* _Task details_: Reproduce exactly the lines from the one containing "Could you indicate the athletic" through the last line of the records below, both included, and nothing else.

____

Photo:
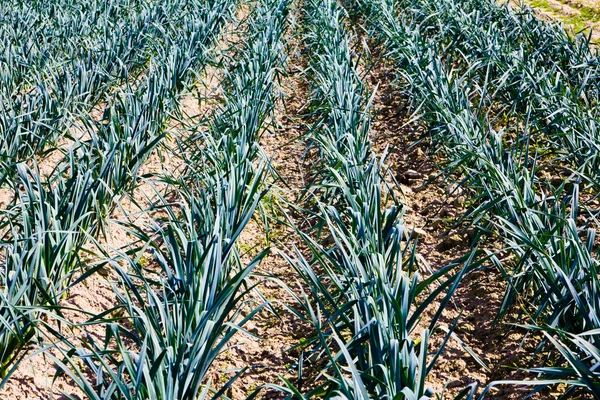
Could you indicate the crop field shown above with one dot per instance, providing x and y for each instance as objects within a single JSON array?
[{"x": 299, "y": 199}]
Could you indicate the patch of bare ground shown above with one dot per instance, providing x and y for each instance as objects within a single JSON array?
[
  {"x": 433, "y": 208},
  {"x": 265, "y": 349}
]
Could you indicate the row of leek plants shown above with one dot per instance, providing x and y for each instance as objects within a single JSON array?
[
  {"x": 107, "y": 46},
  {"x": 523, "y": 65},
  {"x": 366, "y": 295},
  {"x": 552, "y": 268},
  {"x": 53, "y": 76},
  {"x": 182, "y": 309},
  {"x": 49, "y": 222}
]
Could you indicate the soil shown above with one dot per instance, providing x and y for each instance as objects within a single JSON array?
[{"x": 432, "y": 210}]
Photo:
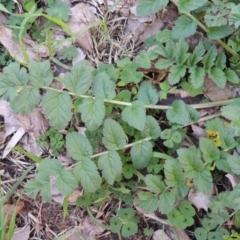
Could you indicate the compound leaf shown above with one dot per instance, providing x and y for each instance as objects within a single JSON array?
[
  {"x": 148, "y": 94},
  {"x": 26, "y": 100},
  {"x": 87, "y": 172},
  {"x": 135, "y": 115},
  {"x": 57, "y": 108},
  {"x": 178, "y": 113},
  {"x": 111, "y": 166},
  {"x": 113, "y": 135},
  {"x": 184, "y": 27},
  {"x": 40, "y": 74},
  {"x": 66, "y": 183},
  {"x": 151, "y": 128},
  {"x": 93, "y": 112},
  {"x": 147, "y": 7},
  {"x": 141, "y": 154},
  {"x": 80, "y": 78},
  {"x": 103, "y": 86},
  {"x": 78, "y": 146}
]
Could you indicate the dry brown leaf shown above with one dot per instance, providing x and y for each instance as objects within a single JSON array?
[
  {"x": 214, "y": 93},
  {"x": 8, "y": 210},
  {"x": 22, "y": 234},
  {"x": 198, "y": 199},
  {"x": 32, "y": 48},
  {"x": 81, "y": 17}
]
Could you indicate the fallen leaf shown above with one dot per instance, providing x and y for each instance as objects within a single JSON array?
[
  {"x": 214, "y": 93},
  {"x": 198, "y": 199},
  {"x": 81, "y": 17},
  {"x": 8, "y": 210},
  {"x": 22, "y": 234}
]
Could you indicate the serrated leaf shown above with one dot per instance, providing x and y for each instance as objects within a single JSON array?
[
  {"x": 176, "y": 73},
  {"x": 66, "y": 183},
  {"x": 190, "y": 162},
  {"x": 80, "y": 78},
  {"x": 103, "y": 87},
  {"x": 186, "y": 6},
  {"x": 78, "y": 146},
  {"x": 147, "y": 7},
  {"x": 231, "y": 76},
  {"x": 57, "y": 108},
  {"x": 173, "y": 173},
  {"x": 203, "y": 181},
  {"x": 50, "y": 166},
  {"x": 166, "y": 202},
  {"x": 111, "y": 166},
  {"x": 178, "y": 113},
  {"x": 113, "y": 135},
  {"x": 135, "y": 115},
  {"x": 147, "y": 201},
  {"x": 184, "y": 27},
  {"x": 154, "y": 183},
  {"x": 209, "y": 58},
  {"x": 151, "y": 128},
  {"x": 87, "y": 172},
  {"x": 93, "y": 112},
  {"x": 26, "y": 100},
  {"x": 40, "y": 73},
  {"x": 197, "y": 75},
  {"x": 209, "y": 151},
  {"x": 148, "y": 94},
  {"x": 141, "y": 154},
  {"x": 218, "y": 77},
  {"x": 219, "y": 32},
  {"x": 234, "y": 163}
]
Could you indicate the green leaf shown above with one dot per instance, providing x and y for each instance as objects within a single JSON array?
[
  {"x": 166, "y": 202},
  {"x": 197, "y": 76},
  {"x": 231, "y": 76},
  {"x": 147, "y": 201},
  {"x": 135, "y": 115},
  {"x": 80, "y": 78},
  {"x": 26, "y": 100},
  {"x": 219, "y": 32},
  {"x": 113, "y": 135},
  {"x": 178, "y": 113},
  {"x": 59, "y": 9},
  {"x": 50, "y": 166},
  {"x": 147, "y": 7},
  {"x": 40, "y": 73},
  {"x": 111, "y": 166},
  {"x": 78, "y": 146},
  {"x": 210, "y": 57},
  {"x": 151, "y": 128},
  {"x": 209, "y": 150},
  {"x": 234, "y": 163},
  {"x": 141, "y": 154},
  {"x": 186, "y": 6},
  {"x": 173, "y": 173},
  {"x": 176, "y": 73},
  {"x": 87, "y": 172},
  {"x": 154, "y": 183},
  {"x": 93, "y": 112},
  {"x": 203, "y": 181},
  {"x": 148, "y": 94},
  {"x": 190, "y": 161},
  {"x": 218, "y": 76},
  {"x": 103, "y": 86},
  {"x": 66, "y": 183},
  {"x": 57, "y": 108},
  {"x": 184, "y": 27}
]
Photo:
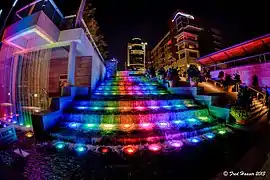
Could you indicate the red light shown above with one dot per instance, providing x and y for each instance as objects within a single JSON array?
[
  {"x": 104, "y": 150},
  {"x": 130, "y": 150},
  {"x": 154, "y": 147}
]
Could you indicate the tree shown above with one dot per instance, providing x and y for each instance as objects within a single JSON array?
[{"x": 89, "y": 17}]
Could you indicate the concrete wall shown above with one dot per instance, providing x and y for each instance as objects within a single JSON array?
[
  {"x": 247, "y": 72},
  {"x": 98, "y": 71},
  {"x": 59, "y": 67}
]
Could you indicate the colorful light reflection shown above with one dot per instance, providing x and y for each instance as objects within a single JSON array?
[
  {"x": 130, "y": 150},
  {"x": 80, "y": 148},
  {"x": 155, "y": 147}
]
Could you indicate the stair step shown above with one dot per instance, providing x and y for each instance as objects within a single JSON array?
[
  {"x": 134, "y": 118},
  {"x": 129, "y": 110},
  {"x": 145, "y": 102},
  {"x": 109, "y": 137},
  {"x": 259, "y": 115}
]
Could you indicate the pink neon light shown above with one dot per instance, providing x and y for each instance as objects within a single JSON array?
[{"x": 183, "y": 14}]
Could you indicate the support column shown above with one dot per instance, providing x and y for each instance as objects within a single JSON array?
[{"x": 72, "y": 63}]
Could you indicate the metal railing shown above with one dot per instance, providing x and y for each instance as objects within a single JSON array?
[{"x": 47, "y": 6}]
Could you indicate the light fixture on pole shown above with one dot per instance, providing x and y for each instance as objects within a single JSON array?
[{"x": 13, "y": 5}]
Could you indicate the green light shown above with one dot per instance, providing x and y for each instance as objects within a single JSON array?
[
  {"x": 60, "y": 145},
  {"x": 221, "y": 132},
  {"x": 90, "y": 125},
  {"x": 96, "y": 108}
]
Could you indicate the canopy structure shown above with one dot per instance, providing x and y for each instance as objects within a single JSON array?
[{"x": 239, "y": 50}]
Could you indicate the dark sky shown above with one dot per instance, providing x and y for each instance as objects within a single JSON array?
[{"x": 120, "y": 21}]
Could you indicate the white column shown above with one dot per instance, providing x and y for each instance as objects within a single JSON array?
[{"x": 72, "y": 63}]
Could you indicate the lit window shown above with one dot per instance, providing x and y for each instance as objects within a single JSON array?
[{"x": 193, "y": 54}]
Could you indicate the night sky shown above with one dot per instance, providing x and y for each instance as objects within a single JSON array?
[{"x": 120, "y": 21}]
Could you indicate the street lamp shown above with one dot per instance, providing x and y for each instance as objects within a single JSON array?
[{"x": 13, "y": 5}]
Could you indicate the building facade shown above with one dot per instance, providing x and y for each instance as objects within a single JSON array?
[
  {"x": 136, "y": 54},
  {"x": 186, "y": 40}
]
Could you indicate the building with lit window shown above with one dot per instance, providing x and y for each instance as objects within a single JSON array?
[
  {"x": 187, "y": 39},
  {"x": 136, "y": 54}
]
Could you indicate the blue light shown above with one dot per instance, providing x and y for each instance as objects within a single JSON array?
[
  {"x": 81, "y": 107},
  {"x": 192, "y": 120},
  {"x": 80, "y": 148},
  {"x": 60, "y": 145},
  {"x": 195, "y": 140},
  {"x": 73, "y": 125},
  {"x": 210, "y": 135},
  {"x": 179, "y": 122}
]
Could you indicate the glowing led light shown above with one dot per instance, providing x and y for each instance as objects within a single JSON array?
[
  {"x": 221, "y": 132},
  {"x": 146, "y": 126},
  {"x": 104, "y": 150},
  {"x": 195, "y": 140},
  {"x": 164, "y": 124},
  {"x": 81, "y": 107},
  {"x": 130, "y": 150},
  {"x": 183, "y": 14},
  {"x": 80, "y": 148},
  {"x": 154, "y": 147},
  {"x": 96, "y": 108},
  {"x": 107, "y": 126},
  {"x": 176, "y": 143},
  {"x": 192, "y": 120},
  {"x": 29, "y": 134},
  {"x": 154, "y": 107},
  {"x": 179, "y": 122},
  {"x": 203, "y": 118},
  {"x": 110, "y": 108},
  {"x": 73, "y": 125},
  {"x": 89, "y": 126},
  {"x": 140, "y": 108},
  {"x": 60, "y": 145},
  {"x": 167, "y": 107},
  {"x": 209, "y": 135}
]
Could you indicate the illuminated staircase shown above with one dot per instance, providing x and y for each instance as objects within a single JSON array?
[{"x": 132, "y": 109}]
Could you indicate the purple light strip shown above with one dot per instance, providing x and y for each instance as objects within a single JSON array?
[{"x": 234, "y": 46}]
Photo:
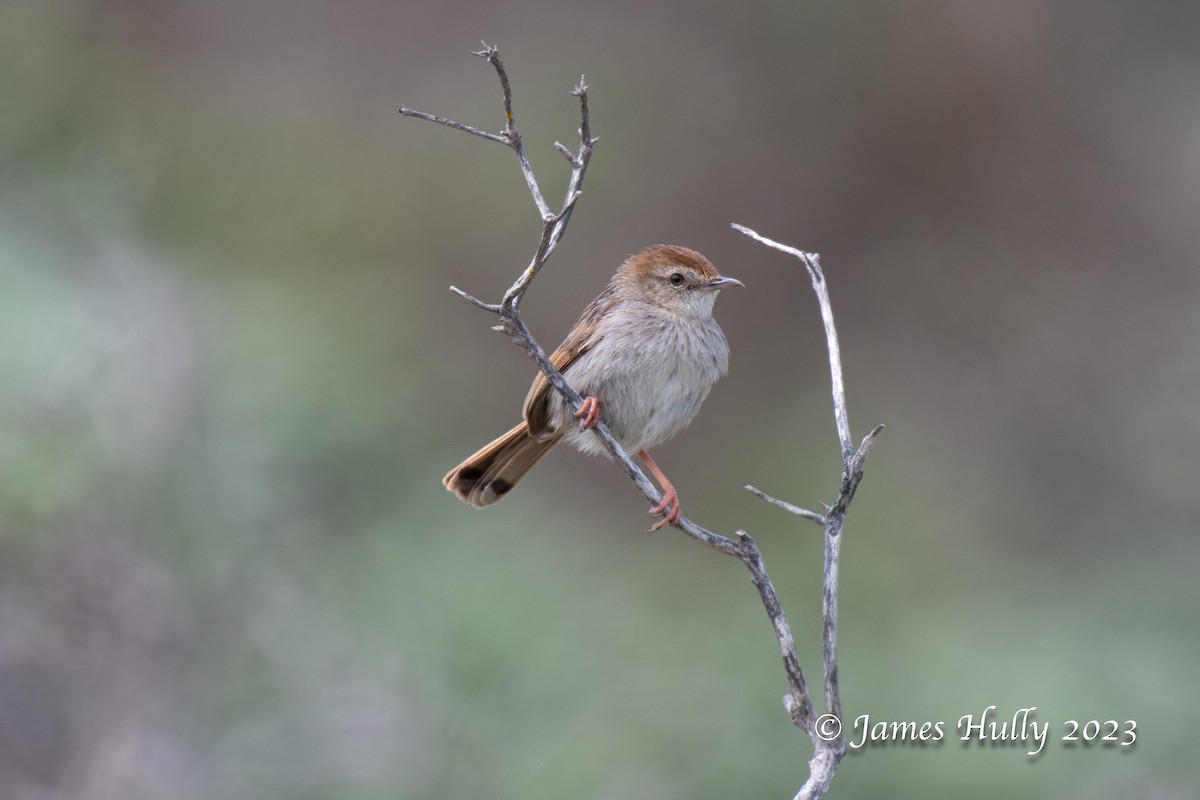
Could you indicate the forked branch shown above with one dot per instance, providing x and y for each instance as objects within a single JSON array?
[
  {"x": 553, "y": 226},
  {"x": 828, "y": 741}
]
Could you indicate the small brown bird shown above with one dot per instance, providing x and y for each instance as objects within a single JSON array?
[{"x": 643, "y": 355}]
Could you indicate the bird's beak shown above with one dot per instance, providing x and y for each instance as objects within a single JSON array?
[{"x": 720, "y": 282}]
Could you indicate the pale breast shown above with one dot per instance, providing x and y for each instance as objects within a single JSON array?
[{"x": 651, "y": 372}]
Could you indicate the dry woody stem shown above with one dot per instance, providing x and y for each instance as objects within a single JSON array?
[{"x": 828, "y": 751}]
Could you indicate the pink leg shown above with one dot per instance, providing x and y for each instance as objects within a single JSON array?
[
  {"x": 669, "y": 509},
  {"x": 588, "y": 413}
]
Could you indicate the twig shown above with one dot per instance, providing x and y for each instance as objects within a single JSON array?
[{"x": 828, "y": 741}]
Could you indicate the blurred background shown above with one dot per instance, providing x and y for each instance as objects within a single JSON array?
[{"x": 233, "y": 378}]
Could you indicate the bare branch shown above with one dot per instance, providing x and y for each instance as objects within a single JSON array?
[
  {"x": 829, "y": 752},
  {"x": 787, "y": 506},
  {"x": 451, "y": 124},
  {"x": 475, "y": 301},
  {"x": 813, "y": 262}
]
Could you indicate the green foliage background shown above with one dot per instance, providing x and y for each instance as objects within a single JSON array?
[{"x": 232, "y": 377}]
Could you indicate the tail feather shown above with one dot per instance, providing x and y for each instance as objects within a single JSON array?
[{"x": 491, "y": 473}]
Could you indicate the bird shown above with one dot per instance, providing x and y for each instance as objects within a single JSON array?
[{"x": 643, "y": 355}]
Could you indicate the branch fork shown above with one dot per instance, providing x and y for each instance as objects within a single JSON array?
[{"x": 828, "y": 751}]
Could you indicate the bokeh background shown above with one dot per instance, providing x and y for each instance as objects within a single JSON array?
[{"x": 232, "y": 378}]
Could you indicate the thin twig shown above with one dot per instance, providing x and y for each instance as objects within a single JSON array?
[
  {"x": 787, "y": 506},
  {"x": 829, "y": 744}
]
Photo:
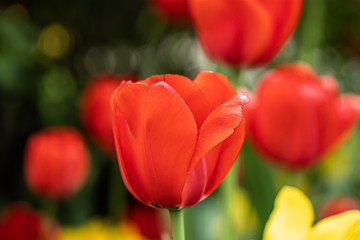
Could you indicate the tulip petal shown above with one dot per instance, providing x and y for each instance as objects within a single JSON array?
[
  {"x": 171, "y": 134},
  {"x": 284, "y": 15},
  {"x": 128, "y": 112},
  {"x": 215, "y": 86},
  {"x": 343, "y": 226},
  {"x": 217, "y": 128},
  {"x": 189, "y": 91},
  {"x": 195, "y": 184},
  {"x": 134, "y": 177},
  {"x": 222, "y": 156},
  {"x": 291, "y": 218},
  {"x": 164, "y": 134}
]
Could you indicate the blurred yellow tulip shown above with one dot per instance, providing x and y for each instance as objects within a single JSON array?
[
  {"x": 293, "y": 217},
  {"x": 101, "y": 230}
]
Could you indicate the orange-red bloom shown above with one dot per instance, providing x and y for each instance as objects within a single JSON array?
[
  {"x": 95, "y": 109},
  {"x": 244, "y": 32},
  {"x": 176, "y": 11},
  {"x": 296, "y": 116},
  {"x": 57, "y": 162},
  {"x": 20, "y": 222},
  {"x": 176, "y": 139}
]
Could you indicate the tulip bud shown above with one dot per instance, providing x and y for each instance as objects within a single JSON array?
[
  {"x": 296, "y": 116},
  {"x": 338, "y": 205},
  {"x": 57, "y": 162},
  {"x": 244, "y": 32},
  {"x": 95, "y": 109}
]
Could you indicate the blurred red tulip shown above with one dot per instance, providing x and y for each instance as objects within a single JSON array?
[
  {"x": 244, "y": 32},
  {"x": 20, "y": 222},
  {"x": 176, "y": 139},
  {"x": 176, "y": 11},
  {"x": 338, "y": 205},
  {"x": 296, "y": 116},
  {"x": 95, "y": 109},
  {"x": 57, "y": 162}
]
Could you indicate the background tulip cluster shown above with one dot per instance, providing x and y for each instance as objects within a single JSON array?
[{"x": 240, "y": 113}]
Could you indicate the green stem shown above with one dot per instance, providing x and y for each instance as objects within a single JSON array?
[
  {"x": 228, "y": 189},
  {"x": 49, "y": 206},
  {"x": 177, "y": 222},
  {"x": 312, "y": 31},
  {"x": 116, "y": 193}
]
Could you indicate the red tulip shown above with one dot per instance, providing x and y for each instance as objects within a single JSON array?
[
  {"x": 296, "y": 116},
  {"x": 244, "y": 32},
  {"x": 21, "y": 222},
  {"x": 95, "y": 109},
  {"x": 56, "y": 162},
  {"x": 338, "y": 205},
  {"x": 171, "y": 10},
  {"x": 176, "y": 139}
]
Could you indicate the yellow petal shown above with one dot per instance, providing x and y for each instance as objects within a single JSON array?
[
  {"x": 343, "y": 226},
  {"x": 291, "y": 218}
]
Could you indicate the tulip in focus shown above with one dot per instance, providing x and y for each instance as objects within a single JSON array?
[
  {"x": 20, "y": 222},
  {"x": 176, "y": 11},
  {"x": 57, "y": 162},
  {"x": 296, "y": 116},
  {"x": 95, "y": 109},
  {"x": 244, "y": 32},
  {"x": 293, "y": 217},
  {"x": 177, "y": 139},
  {"x": 338, "y": 205}
]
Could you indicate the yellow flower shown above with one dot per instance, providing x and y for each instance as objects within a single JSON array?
[
  {"x": 293, "y": 217},
  {"x": 101, "y": 230}
]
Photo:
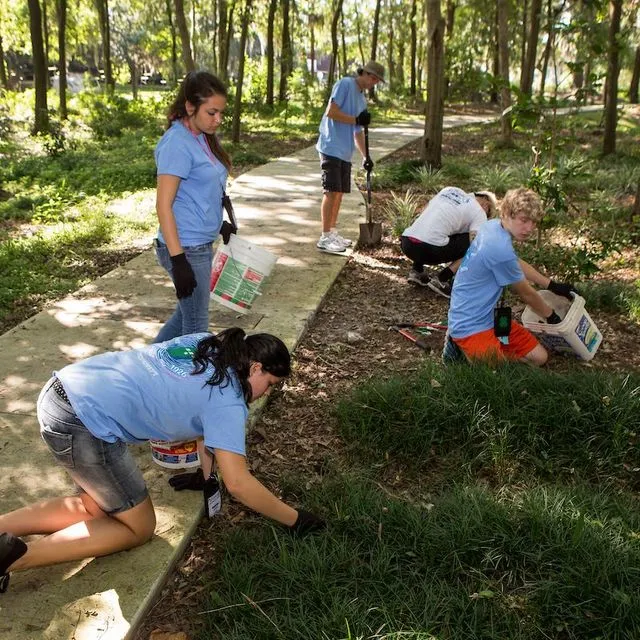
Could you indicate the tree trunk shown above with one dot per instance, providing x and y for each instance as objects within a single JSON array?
[
  {"x": 374, "y": 39},
  {"x": 503, "y": 44},
  {"x": 613, "y": 69},
  {"x": 61, "y": 11},
  {"x": 334, "y": 48},
  {"x": 273, "y": 6},
  {"x": 181, "y": 21},
  {"x": 286, "y": 55},
  {"x": 4, "y": 80},
  {"x": 237, "y": 102},
  {"x": 633, "y": 87},
  {"x": 414, "y": 48},
  {"x": 174, "y": 42},
  {"x": 41, "y": 77},
  {"x": 528, "y": 69},
  {"x": 432, "y": 143}
]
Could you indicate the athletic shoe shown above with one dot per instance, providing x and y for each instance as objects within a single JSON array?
[
  {"x": 343, "y": 241},
  {"x": 329, "y": 244},
  {"x": 11, "y": 548},
  {"x": 418, "y": 277},
  {"x": 441, "y": 288}
]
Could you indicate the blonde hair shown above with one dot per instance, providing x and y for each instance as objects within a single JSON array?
[{"x": 524, "y": 202}]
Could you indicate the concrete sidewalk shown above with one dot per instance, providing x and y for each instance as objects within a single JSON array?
[{"x": 278, "y": 206}]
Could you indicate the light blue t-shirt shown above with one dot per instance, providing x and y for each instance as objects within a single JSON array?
[
  {"x": 336, "y": 138},
  {"x": 150, "y": 394},
  {"x": 489, "y": 265},
  {"x": 198, "y": 204}
]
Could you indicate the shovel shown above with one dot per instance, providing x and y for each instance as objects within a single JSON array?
[{"x": 370, "y": 232}]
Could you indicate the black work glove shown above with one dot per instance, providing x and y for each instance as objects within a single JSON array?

____

* _Task answer_:
Could you indicate the athletic shoe shown above with one dot per instance, providing x and y for each instance as objects within a single JSON array?
[
  {"x": 343, "y": 241},
  {"x": 329, "y": 244},
  {"x": 11, "y": 548},
  {"x": 418, "y": 277},
  {"x": 441, "y": 288}
]
Could you indicate the blonde hair shown above with one dot per instance, providing x and y for each instance as objects within a single JSON array?
[{"x": 524, "y": 202}]
Could you indicate the concrete sidewalk shown above with one dot per instance, providing x and y for each instance as objects within a single JSON array?
[{"x": 278, "y": 206}]
Could you indicate the light blue t-shirt shown above with one dot per instance, providing x and y for each instance as objects within a single JSON array?
[
  {"x": 336, "y": 138},
  {"x": 150, "y": 394},
  {"x": 489, "y": 265},
  {"x": 198, "y": 204}
]
Could you indicate the shovel shown above with one dot per instance, providing x and y for each instance as objects within a single JSON array?
[{"x": 370, "y": 232}]
Could you indicate the black work glove shown above with one dot per instance, providing x and y for each instance as objects within a single JSON array?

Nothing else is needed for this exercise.